▸ THE DATA
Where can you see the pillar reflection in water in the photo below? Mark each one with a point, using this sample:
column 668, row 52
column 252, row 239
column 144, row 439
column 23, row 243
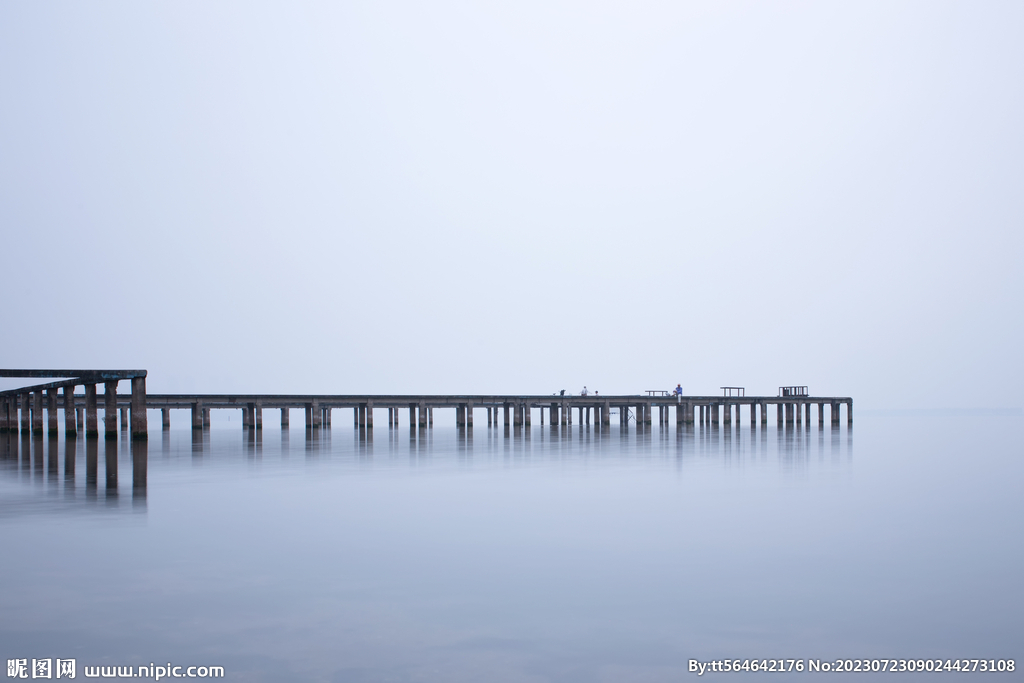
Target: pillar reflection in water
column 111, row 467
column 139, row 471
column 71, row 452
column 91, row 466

...

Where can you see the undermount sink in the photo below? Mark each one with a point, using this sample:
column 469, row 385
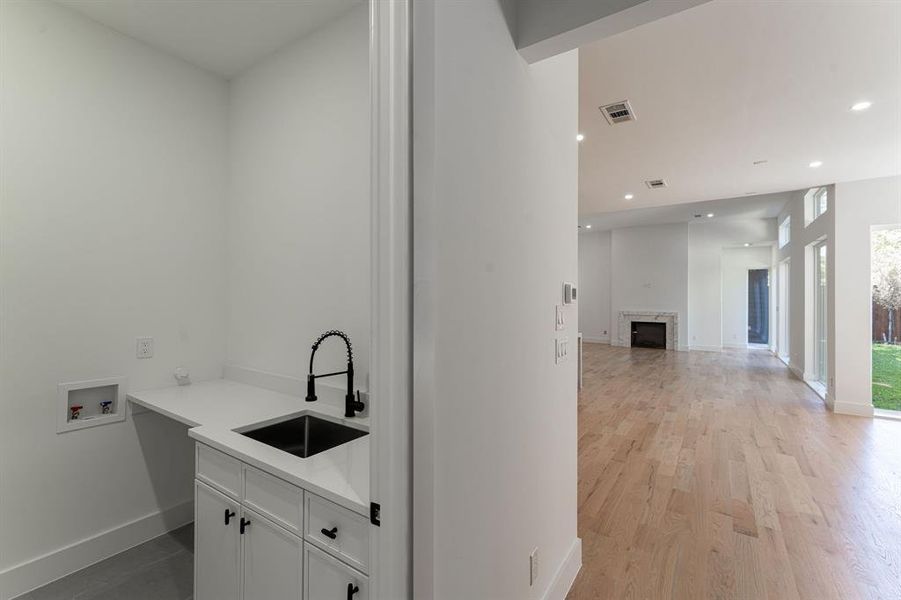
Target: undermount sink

▸ TASK REQUIREMENTS
Count the lines in the listing above that contain the word "using", with case counting, and give only the number.

▸ RIGHT ANSWER
2